[START OF Provided records]
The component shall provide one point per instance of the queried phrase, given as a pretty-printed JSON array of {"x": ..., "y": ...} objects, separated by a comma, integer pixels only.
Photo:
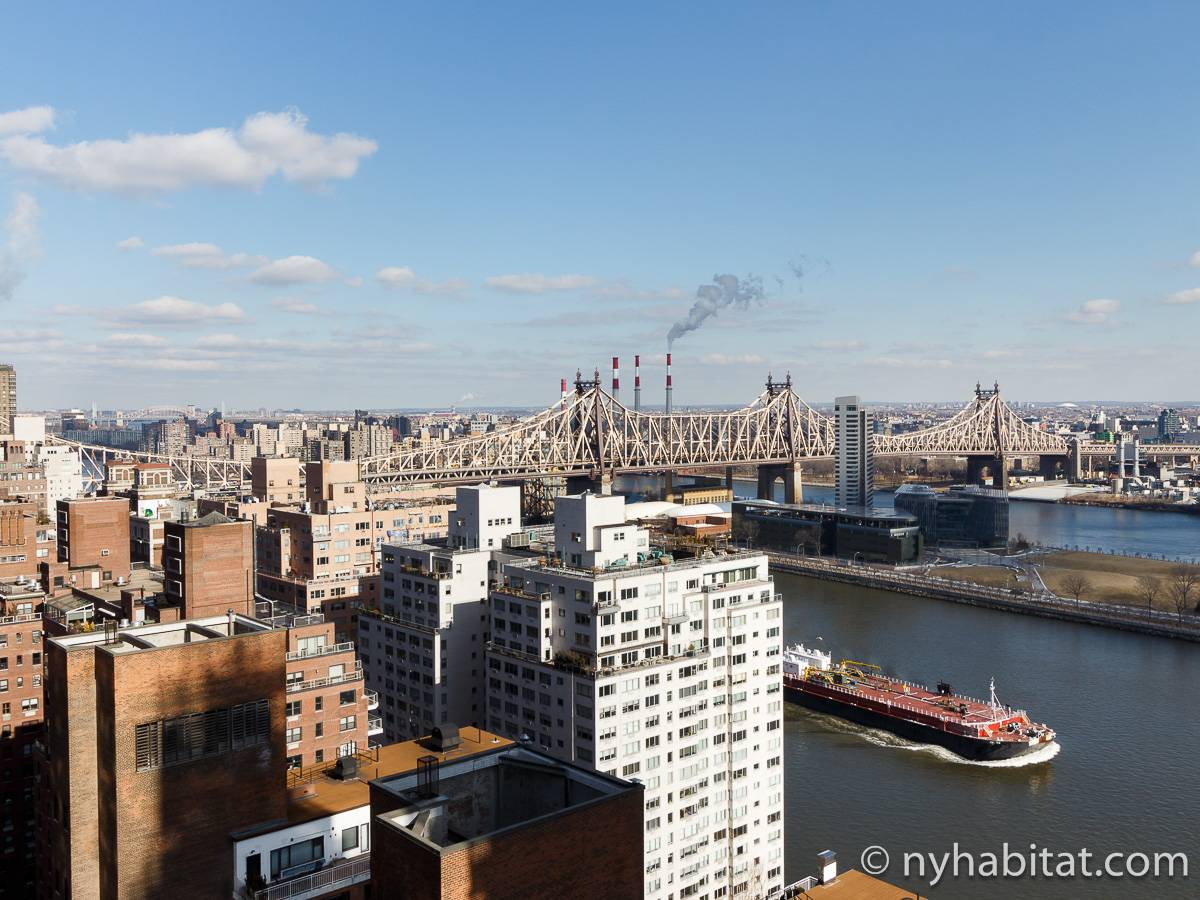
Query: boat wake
[{"x": 887, "y": 739}]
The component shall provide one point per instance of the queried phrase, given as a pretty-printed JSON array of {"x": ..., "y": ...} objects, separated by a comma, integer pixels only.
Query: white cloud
[
  {"x": 401, "y": 277},
  {"x": 207, "y": 256},
  {"x": 537, "y": 283},
  {"x": 901, "y": 363},
  {"x": 720, "y": 359},
  {"x": 293, "y": 305},
  {"x": 29, "y": 120},
  {"x": 137, "y": 340},
  {"x": 1183, "y": 298},
  {"x": 21, "y": 245},
  {"x": 177, "y": 311},
  {"x": 294, "y": 270},
  {"x": 265, "y": 145},
  {"x": 1095, "y": 312}
]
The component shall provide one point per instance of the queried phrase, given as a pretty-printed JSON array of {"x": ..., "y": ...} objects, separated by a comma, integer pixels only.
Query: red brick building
[
  {"x": 22, "y": 643},
  {"x": 95, "y": 532},
  {"x": 209, "y": 565},
  {"x": 161, "y": 741},
  {"x": 508, "y": 825}
]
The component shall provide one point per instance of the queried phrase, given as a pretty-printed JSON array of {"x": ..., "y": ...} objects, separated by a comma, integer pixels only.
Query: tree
[
  {"x": 1181, "y": 583},
  {"x": 1077, "y": 585},
  {"x": 1147, "y": 591}
]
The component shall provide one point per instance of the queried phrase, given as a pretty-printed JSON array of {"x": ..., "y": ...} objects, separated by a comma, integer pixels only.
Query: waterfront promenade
[{"x": 1045, "y": 605}]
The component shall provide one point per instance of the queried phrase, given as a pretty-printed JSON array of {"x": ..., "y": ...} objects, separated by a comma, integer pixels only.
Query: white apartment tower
[
  {"x": 423, "y": 649},
  {"x": 856, "y": 466},
  {"x": 657, "y": 669}
]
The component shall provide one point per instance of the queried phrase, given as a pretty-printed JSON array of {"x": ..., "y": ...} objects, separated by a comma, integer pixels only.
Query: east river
[{"x": 1125, "y": 778}]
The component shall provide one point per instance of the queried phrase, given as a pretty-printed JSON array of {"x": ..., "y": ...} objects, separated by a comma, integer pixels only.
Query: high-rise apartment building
[
  {"x": 661, "y": 669},
  {"x": 161, "y": 741},
  {"x": 423, "y": 646},
  {"x": 855, "y": 461},
  {"x": 7, "y": 397},
  {"x": 209, "y": 565}
]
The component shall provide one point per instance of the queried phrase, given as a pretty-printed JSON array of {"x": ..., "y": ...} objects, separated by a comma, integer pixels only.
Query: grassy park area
[{"x": 1097, "y": 577}]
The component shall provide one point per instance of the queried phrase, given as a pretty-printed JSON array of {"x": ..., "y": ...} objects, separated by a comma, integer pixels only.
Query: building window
[
  {"x": 172, "y": 742},
  {"x": 286, "y": 861}
]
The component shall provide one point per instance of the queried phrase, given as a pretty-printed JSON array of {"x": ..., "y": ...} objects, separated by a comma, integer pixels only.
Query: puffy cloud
[
  {"x": 294, "y": 270},
  {"x": 137, "y": 340},
  {"x": 1095, "y": 312},
  {"x": 265, "y": 144},
  {"x": 177, "y": 311},
  {"x": 1183, "y": 298},
  {"x": 29, "y": 120},
  {"x": 903, "y": 363},
  {"x": 207, "y": 256},
  {"x": 21, "y": 245},
  {"x": 294, "y": 305},
  {"x": 537, "y": 283},
  {"x": 401, "y": 277}
]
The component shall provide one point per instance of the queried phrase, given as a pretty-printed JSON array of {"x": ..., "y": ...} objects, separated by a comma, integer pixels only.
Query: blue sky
[{"x": 381, "y": 205}]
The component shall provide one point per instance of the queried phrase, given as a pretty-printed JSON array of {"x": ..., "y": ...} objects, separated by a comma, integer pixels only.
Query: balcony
[
  {"x": 354, "y": 675},
  {"x": 323, "y": 651},
  {"x": 319, "y": 883}
]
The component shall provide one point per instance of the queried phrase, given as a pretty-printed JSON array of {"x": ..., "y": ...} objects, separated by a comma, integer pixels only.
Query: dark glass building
[
  {"x": 964, "y": 516},
  {"x": 876, "y": 535}
]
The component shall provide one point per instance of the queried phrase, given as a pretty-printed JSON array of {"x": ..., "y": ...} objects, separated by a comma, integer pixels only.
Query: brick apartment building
[
  {"x": 94, "y": 533},
  {"x": 209, "y": 565},
  {"x": 329, "y": 713},
  {"x": 18, "y": 539},
  {"x": 144, "y": 786},
  {"x": 508, "y": 823},
  {"x": 324, "y": 556},
  {"x": 21, "y": 729}
]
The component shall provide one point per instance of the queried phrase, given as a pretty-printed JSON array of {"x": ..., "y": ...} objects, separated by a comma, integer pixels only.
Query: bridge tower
[{"x": 790, "y": 471}]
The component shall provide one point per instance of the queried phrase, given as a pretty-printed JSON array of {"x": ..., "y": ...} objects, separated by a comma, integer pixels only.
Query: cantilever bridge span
[{"x": 588, "y": 433}]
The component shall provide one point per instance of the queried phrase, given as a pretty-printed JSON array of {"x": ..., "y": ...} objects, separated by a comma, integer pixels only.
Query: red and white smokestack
[
  {"x": 637, "y": 383},
  {"x": 669, "y": 384}
]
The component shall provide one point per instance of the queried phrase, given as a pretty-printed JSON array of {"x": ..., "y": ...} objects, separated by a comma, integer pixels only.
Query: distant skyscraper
[
  {"x": 7, "y": 397},
  {"x": 856, "y": 468}
]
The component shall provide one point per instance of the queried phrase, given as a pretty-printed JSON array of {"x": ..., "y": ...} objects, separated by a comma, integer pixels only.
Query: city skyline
[{"x": 928, "y": 201}]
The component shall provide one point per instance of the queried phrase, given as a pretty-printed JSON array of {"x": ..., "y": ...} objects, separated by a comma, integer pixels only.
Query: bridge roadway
[{"x": 591, "y": 435}]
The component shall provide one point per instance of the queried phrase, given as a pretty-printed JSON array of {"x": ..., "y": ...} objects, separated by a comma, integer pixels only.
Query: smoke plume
[
  {"x": 21, "y": 244},
  {"x": 726, "y": 292}
]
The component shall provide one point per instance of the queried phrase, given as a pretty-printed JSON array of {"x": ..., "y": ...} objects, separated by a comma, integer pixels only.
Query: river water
[{"x": 1125, "y": 779}]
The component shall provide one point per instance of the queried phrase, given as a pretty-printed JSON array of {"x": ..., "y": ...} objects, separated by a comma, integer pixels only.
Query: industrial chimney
[
  {"x": 637, "y": 383},
  {"x": 669, "y": 384}
]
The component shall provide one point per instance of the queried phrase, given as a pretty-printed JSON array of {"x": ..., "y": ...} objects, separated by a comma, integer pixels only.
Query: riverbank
[
  {"x": 1096, "y": 498},
  {"x": 1127, "y": 618}
]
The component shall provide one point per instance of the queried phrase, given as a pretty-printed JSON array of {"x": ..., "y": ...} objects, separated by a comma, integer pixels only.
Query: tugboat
[{"x": 861, "y": 693}]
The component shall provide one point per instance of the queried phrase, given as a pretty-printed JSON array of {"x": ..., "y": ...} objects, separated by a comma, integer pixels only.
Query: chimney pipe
[
  {"x": 637, "y": 383},
  {"x": 669, "y": 384}
]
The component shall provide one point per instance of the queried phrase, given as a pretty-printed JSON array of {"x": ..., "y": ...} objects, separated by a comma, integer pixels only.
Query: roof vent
[{"x": 444, "y": 737}]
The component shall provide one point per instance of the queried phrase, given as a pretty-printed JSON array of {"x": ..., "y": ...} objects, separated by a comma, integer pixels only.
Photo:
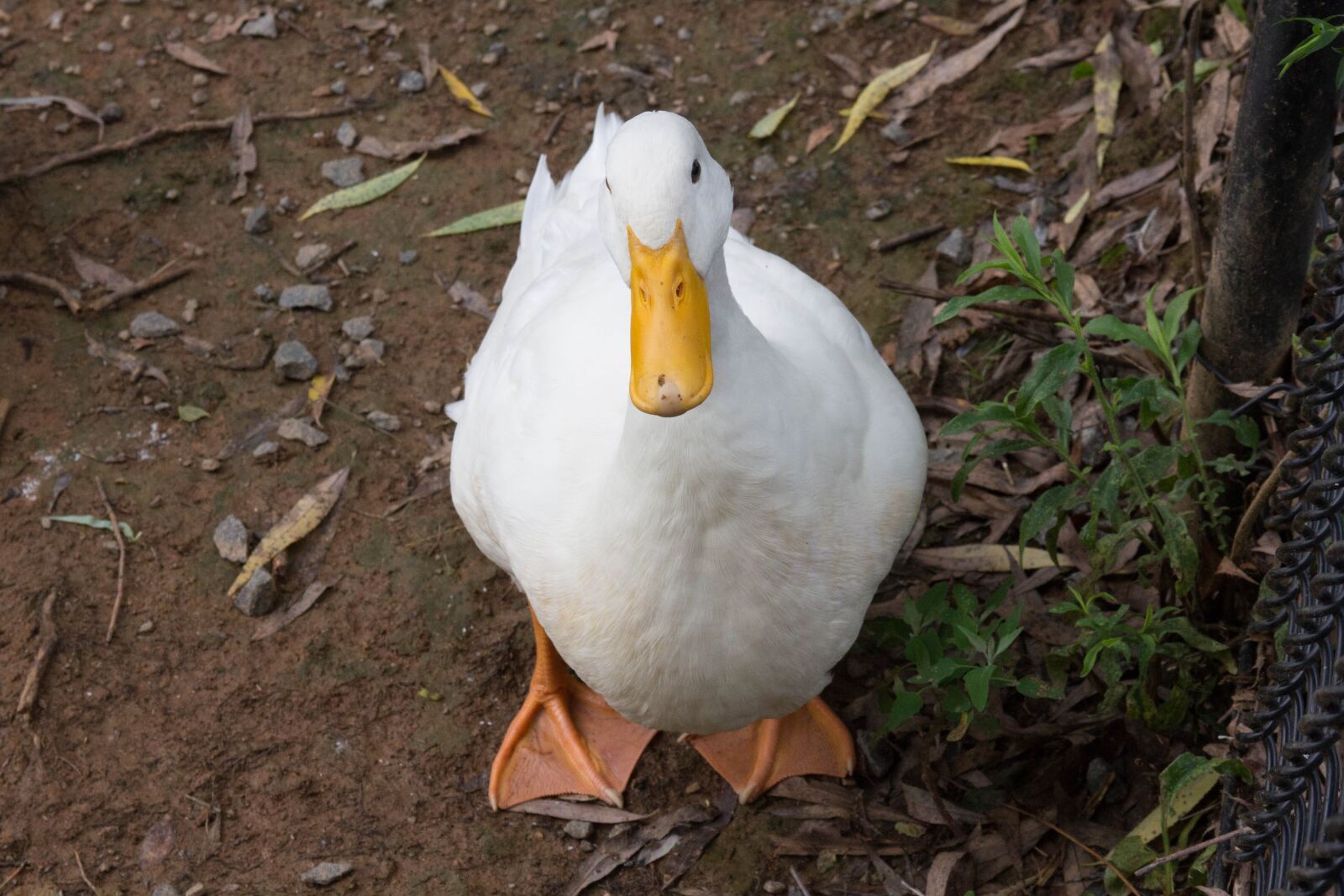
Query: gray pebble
[
  {"x": 297, "y": 430},
  {"x": 257, "y": 221},
  {"x": 154, "y": 325},
  {"x": 257, "y": 598},
  {"x": 344, "y": 172},
  {"x": 232, "y": 539},
  {"x": 326, "y": 873},
  {"x": 358, "y": 328},
  {"x": 307, "y": 296},
  {"x": 295, "y": 362},
  {"x": 410, "y": 81}
]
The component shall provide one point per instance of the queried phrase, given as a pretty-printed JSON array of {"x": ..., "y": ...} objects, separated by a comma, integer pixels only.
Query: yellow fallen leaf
[
  {"x": 464, "y": 93},
  {"x": 991, "y": 161},
  {"x": 302, "y": 519},
  {"x": 365, "y": 192},
  {"x": 773, "y": 118},
  {"x": 878, "y": 90}
]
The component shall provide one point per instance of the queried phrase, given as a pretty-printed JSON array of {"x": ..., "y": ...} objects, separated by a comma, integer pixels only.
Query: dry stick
[
  {"x": 121, "y": 560},
  {"x": 1189, "y": 851},
  {"x": 47, "y": 631},
  {"x": 1196, "y": 238},
  {"x": 160, "y": 134},
  {"x": 37, "y": 281},
  {"x": 1081, "y": 846}
]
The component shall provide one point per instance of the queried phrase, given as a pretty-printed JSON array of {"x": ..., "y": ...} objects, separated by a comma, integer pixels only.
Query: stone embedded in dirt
[
  {"x": 385, "y": 421},
  {"x": 232, "y": 539},
  {"x": 257, "y": 221},
  {"x": 262, "y": 26},
  {"x": 344, "y": 172},
  {"x": 295, "y": 362},
  {"x": 297, "y": 430},
  {"x": 257, "y": 598},
  {"x": 311, "y": 253},
  {"x": 326, "y": 873},
  {"x": 307, "y": 296},
  {"x": 154, "y": 325},
  {"x": 410, "y": 82},
  {"x": 358, "y": 328},
  {"x": 578, "y": 829}
]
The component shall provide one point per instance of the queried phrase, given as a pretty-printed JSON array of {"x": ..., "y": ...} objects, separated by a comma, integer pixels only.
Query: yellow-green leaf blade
[
  {"x": 878, "y": 90},
  {"x": 773, "y": 118},
  {"x": 365, "y": 192},
  {"x": 497, "y": 217}
]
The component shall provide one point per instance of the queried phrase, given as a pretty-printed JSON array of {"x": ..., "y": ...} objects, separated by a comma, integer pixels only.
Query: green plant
[
  {"x": 956, "y": 649},
  {"x": 1148, "y": 473}
]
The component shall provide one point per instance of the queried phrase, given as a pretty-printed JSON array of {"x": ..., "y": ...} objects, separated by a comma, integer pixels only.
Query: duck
[{"x": 694, "y": 464}]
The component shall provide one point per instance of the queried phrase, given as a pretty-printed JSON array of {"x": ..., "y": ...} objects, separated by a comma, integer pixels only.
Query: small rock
[
  {"x": 344, "y": 172},
  {"x": 956, "y": 248},
  {"x": 297, "y": 430},
  {"x": 232, "y": 539},
  {"x": 257, "y": 221},
  {"x": 878, "y": 210},
  {"x": 257, "y": 598},
  {"x": 383, "y": 421},
  {"x": 578, "y": 829},
  {"x": 154, "y": 325},
  {"x": 346, "y": 134},
  {"x": 326, "y": 873},
  {"x": 410, "y": 81},
  {"x": 262, "y": 26},
  {"x": 358, "y": 328},
  {"x": 307, "y": 296},
  {"x": 308, "y": 254},
  {"x": 295, "y": 362}
]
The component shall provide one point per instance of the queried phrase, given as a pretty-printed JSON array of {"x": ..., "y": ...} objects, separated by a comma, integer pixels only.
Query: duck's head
[{"x": 665, "y": 215}]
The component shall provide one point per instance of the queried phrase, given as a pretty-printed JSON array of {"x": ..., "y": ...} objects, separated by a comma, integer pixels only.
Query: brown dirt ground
[{"x": 315, "y": 745}]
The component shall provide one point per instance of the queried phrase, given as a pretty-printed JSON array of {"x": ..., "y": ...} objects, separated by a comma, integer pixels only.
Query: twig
[
  {"x": 37, "y": 281},
  {"x": 1242, "y": 540},
  {"x": 89, "y": 883},
  {"x": 165, "y": 275},
  {"x": 904, "y": 239},
  {"x": 121, "y": 560},
  {"x": 161, "y": 134},
  {"x": 1196, "y": 237},
  {"x": 47, "y": 631},
  {"x": 1189, "y": 851},
  {"x": 1081, "y": 846}
]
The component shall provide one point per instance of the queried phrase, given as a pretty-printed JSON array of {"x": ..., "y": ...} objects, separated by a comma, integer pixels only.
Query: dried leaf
[
  {"x": 773, "y": 118},
  {"x": 991, "y": 161},
  {"x": 985, "y": 558},
  {"x": 877, "y": 90},
  {"x": 497, "y": 217},
  {"x": 365, "y": 192},
  {"x": 956, "y": 66},
  {"x": 401, "y": 149},
  {"x": 299, "y": 521},
  {"x": 190, "y": 55},
  {"x": 464, "y": 93}
]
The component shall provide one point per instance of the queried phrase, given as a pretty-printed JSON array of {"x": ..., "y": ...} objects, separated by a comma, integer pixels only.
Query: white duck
[{"x": 691, "y": 458}]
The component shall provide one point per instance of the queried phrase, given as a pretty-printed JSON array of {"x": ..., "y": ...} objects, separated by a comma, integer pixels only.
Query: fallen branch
[
  {"x": 47, "y": 631},
  {"x": 121, "y": 560},
  {"x": 37, "y": 281},
  {"x": 158, "y": 134}
]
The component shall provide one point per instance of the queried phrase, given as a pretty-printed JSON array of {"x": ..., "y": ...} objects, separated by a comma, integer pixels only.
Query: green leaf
[
  {"x": 773, "y": 118},
  {"x": 365, "y": 192},
  {"x": 497, "y": 217}
]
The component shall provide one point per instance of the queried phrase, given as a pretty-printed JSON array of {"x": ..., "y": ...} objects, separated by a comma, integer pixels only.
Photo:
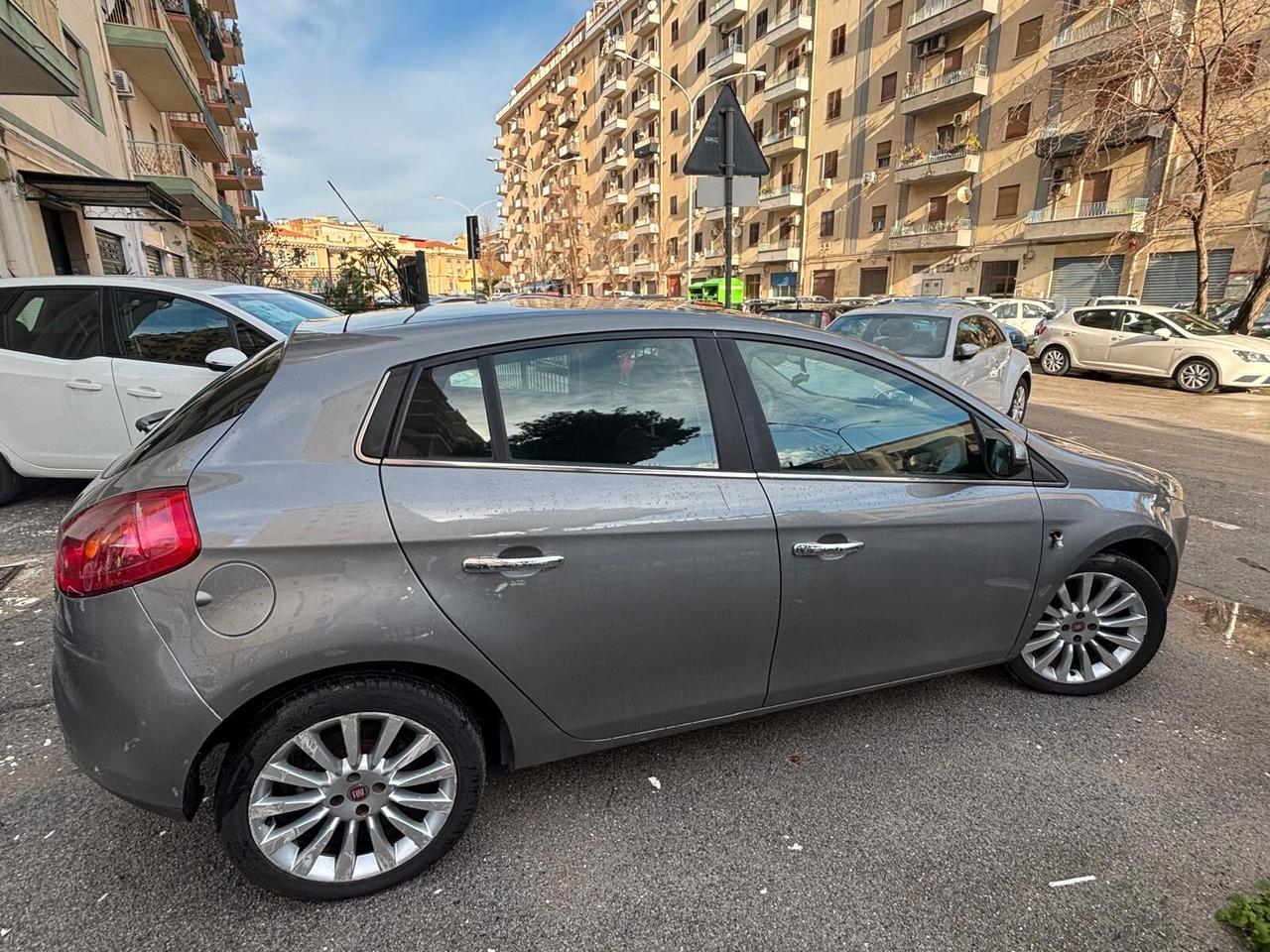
[END OF Provided records]
- What is asked -
Collect every line of the records that contains the word "apartment" and copy each one as it appears.

- Solution to this exercise -
Query: white apartment tower
Query: high-rise apartment building
Query: brick apartment building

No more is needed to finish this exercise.